From the entries below, reproduce exactly the line containing "Target: sand-colored soil", the line containing "Target: wispy cloud", and every line in between, with nothing added.

== Segment start ==

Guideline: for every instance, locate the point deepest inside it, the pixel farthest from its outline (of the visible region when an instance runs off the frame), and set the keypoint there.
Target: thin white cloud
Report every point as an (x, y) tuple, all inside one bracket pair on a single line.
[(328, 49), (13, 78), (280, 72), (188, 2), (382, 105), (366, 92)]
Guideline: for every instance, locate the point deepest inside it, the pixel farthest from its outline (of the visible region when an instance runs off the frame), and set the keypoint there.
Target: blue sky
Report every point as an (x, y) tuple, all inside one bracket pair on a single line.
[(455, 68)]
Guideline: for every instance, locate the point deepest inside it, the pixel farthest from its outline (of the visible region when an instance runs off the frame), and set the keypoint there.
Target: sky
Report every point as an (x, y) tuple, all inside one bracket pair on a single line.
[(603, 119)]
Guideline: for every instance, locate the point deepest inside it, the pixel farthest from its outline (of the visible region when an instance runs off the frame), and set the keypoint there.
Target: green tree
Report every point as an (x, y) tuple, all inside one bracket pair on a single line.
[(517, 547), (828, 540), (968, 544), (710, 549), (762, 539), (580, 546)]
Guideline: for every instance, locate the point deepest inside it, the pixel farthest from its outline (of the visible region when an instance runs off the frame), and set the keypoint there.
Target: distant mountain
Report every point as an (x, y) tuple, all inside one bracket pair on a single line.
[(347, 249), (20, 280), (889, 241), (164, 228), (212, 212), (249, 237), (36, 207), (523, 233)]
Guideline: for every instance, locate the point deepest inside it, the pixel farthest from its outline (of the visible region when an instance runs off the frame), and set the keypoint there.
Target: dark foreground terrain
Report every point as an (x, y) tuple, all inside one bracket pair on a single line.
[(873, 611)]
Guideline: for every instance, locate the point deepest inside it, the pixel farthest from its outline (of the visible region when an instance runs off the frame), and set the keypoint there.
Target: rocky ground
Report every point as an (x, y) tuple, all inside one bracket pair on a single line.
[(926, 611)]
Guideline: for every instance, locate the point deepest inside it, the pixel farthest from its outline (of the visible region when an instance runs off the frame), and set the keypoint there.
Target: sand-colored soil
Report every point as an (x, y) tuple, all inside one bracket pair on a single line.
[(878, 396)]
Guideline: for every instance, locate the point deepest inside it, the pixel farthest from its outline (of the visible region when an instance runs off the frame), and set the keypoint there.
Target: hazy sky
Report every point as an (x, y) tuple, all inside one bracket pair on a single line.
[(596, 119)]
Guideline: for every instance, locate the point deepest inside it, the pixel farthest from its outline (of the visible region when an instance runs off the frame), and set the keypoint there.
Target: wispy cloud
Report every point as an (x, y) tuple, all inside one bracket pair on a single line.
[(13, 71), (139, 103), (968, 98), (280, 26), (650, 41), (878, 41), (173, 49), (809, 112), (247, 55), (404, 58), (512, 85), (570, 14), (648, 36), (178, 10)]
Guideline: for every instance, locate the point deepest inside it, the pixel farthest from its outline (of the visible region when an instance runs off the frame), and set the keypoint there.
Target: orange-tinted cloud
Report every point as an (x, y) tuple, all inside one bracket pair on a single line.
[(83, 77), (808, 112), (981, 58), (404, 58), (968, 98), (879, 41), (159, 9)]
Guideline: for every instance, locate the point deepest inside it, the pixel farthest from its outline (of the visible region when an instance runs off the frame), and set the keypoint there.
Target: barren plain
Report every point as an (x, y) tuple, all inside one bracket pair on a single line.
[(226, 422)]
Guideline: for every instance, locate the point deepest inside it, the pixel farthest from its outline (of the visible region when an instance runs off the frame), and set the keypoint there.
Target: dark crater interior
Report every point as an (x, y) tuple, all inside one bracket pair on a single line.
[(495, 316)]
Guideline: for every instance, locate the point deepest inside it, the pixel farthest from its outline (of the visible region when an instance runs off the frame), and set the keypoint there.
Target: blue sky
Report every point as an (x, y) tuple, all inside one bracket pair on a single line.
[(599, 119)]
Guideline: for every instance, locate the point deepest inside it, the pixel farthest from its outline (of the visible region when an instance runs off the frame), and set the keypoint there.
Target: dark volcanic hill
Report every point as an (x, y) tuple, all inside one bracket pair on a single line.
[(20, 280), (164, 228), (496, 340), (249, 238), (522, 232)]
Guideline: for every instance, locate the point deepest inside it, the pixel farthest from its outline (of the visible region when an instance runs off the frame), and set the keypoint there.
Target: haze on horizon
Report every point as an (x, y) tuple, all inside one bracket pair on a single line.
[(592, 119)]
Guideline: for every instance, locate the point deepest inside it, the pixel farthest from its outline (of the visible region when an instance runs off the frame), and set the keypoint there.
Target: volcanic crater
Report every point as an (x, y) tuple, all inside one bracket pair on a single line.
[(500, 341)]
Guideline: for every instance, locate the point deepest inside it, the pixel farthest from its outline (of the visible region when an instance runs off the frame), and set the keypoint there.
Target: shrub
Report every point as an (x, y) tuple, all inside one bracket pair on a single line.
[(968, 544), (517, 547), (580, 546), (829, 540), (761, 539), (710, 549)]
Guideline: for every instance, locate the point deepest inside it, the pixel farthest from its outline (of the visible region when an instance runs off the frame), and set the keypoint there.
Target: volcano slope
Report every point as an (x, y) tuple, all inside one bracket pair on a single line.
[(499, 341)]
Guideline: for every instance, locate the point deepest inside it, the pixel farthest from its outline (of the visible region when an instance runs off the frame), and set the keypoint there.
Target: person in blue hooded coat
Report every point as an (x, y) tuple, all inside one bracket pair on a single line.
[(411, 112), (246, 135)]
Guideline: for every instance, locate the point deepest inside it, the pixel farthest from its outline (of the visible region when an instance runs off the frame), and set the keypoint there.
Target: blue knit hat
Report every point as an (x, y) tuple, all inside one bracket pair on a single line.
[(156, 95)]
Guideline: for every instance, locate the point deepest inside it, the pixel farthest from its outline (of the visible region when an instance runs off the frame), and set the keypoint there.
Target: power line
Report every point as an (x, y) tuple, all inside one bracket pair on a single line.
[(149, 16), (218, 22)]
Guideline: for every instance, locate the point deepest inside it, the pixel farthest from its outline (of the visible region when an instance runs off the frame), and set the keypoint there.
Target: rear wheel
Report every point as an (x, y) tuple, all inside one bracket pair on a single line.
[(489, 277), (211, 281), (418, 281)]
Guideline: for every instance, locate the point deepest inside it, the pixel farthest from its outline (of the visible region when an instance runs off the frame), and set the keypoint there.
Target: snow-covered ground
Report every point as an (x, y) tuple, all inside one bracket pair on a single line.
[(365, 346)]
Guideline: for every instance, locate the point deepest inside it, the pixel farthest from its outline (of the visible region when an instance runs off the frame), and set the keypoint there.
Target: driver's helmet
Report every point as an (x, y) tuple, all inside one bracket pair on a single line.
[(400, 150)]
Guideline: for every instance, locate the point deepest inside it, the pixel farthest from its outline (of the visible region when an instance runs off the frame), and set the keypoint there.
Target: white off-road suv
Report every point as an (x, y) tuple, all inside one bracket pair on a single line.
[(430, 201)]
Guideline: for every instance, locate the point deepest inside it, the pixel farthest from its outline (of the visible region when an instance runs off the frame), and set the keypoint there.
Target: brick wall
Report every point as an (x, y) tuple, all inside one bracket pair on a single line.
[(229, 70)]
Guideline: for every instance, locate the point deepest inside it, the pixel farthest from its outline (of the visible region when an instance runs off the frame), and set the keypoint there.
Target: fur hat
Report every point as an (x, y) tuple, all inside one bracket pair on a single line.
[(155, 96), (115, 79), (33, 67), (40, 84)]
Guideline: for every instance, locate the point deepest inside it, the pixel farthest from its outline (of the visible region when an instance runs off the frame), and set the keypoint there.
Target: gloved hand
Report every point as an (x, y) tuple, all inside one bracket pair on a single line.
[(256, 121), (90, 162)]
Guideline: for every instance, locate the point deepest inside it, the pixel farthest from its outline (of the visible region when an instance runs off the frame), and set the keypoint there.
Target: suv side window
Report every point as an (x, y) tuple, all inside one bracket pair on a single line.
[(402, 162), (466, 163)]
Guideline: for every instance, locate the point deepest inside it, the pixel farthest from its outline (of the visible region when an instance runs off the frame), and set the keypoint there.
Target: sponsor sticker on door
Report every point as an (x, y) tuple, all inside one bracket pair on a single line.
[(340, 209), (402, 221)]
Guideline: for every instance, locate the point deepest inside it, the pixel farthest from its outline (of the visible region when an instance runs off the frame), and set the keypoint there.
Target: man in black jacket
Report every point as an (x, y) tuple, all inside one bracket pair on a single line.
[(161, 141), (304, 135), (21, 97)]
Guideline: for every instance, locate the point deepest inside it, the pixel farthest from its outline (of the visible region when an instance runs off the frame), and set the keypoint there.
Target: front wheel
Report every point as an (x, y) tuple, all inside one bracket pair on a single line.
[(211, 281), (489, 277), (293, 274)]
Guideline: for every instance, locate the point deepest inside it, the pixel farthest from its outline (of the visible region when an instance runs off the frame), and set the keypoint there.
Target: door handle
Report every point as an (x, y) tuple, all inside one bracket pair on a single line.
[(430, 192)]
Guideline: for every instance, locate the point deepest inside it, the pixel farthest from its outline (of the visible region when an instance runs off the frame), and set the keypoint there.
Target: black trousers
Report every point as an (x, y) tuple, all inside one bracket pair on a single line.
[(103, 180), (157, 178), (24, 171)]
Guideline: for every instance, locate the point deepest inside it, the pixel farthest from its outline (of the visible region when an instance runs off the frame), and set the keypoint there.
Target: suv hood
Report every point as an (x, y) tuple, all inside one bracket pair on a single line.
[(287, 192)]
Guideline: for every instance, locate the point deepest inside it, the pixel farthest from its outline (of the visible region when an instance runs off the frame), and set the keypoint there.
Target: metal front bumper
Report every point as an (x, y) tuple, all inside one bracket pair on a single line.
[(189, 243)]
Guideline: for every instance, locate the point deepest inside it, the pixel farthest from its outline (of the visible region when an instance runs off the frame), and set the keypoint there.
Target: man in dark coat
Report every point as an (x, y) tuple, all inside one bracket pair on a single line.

== Segment end ==

▶ **ANSWER BOX**
Target: sand-colored soil
Report every point as an (x, y) tuple, all inside one bracket pair on a single line.
[(878, 396)]
Guideline: for every instance, locate the point deepest inside it, the pixel farthest from its outline (of the visible region when an instance runs off the frame), and set the keypoint there.
Target: hazy sky
Report every point as an (x, y) tuple, all inside one bracket pair on a single line.
[(596, 119)]
Guideline: for every instance, locate the point deepest inside it, the pixel farthest from its outline (of the visible region when an instance runs off the frame), and set the keypoint there.
Target: wispy cloud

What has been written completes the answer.